Quoted passage →
[Begin]

This could be a misunderstanding on my part about tricky issues surrounding openurl, although if that's the case, it would have been nice for there to be a warning in the documentation (or even better yet a failure or at least warning when compiling). OTOH, since neither Safari, Chrome, Brave (yes I know, it's essentially Chrome), nor Firefox 55 exhibit the behavior we're seeing, my guess is it's a bug in Firefox, just not the bug I was thinking I was seeing yesterday evening (when I was tired from about 12 hours of hacking away at this).

ctm commented 4 years ago

FWIW, I've created a test case and will submit a bug report to the Firefox team.

My guess is I can workaround either by creating a dummy message that's ignored when received and sending that message in between the login response and the table creation message, or by adding some sort of delay. I'll futz around with a workaround before reporting the bug because there's a chance that doing so will change my opinion of what's happening or provide me with additional info that I should include.

ctm commented 4 years ago

Ugh. While starting the bug report process, I found this bug which is similar, but is different from what I'm seeing in yew. However, my test case calls open_with_url... from within the callback which means it could be triggering that (8 year old!) bug.

[End]

Reproduce word for word the part of the Firefox bug discussion starting at "Ugh. While starting" and ending at "year old!) bug.".

Supplied records →
[Begin]

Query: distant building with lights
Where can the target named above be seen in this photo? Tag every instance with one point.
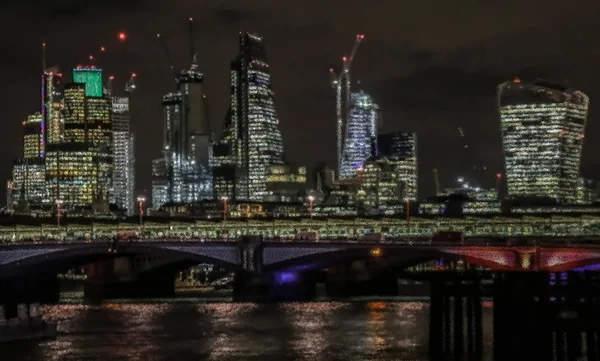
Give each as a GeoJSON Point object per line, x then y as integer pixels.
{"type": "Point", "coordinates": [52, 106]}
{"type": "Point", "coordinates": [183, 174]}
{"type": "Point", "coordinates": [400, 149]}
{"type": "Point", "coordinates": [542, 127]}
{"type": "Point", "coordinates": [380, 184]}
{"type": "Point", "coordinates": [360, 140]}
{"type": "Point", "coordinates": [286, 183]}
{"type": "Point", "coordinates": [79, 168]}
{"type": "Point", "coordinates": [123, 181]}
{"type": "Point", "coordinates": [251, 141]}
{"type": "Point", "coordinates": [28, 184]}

[End]
[Begin]

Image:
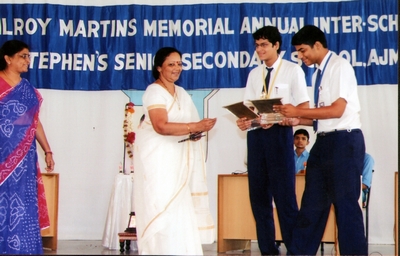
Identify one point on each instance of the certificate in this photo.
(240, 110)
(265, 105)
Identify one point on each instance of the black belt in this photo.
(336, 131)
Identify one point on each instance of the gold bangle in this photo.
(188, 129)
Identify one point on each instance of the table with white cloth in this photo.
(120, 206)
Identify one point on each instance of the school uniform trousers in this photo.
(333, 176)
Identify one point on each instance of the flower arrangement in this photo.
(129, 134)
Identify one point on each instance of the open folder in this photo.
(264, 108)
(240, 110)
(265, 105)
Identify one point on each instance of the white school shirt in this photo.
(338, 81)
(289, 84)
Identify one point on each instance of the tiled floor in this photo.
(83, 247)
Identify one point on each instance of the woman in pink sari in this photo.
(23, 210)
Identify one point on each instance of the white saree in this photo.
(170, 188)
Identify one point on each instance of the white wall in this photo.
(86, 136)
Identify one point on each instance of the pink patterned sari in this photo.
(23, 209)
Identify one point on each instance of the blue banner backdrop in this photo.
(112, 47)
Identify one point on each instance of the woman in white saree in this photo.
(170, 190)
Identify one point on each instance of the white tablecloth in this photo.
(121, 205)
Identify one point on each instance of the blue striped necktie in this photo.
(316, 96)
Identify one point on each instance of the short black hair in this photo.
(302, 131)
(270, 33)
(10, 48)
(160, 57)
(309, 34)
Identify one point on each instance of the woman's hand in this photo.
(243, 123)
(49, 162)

[End]

Output of the exercise →
Ugh. While starting the bug report process, I found this bug which is similar, but is different from what I'm seeing in yew. However, my test case calls open_with_url... from within the callback which means it could be triggering that (8 year old!) bug.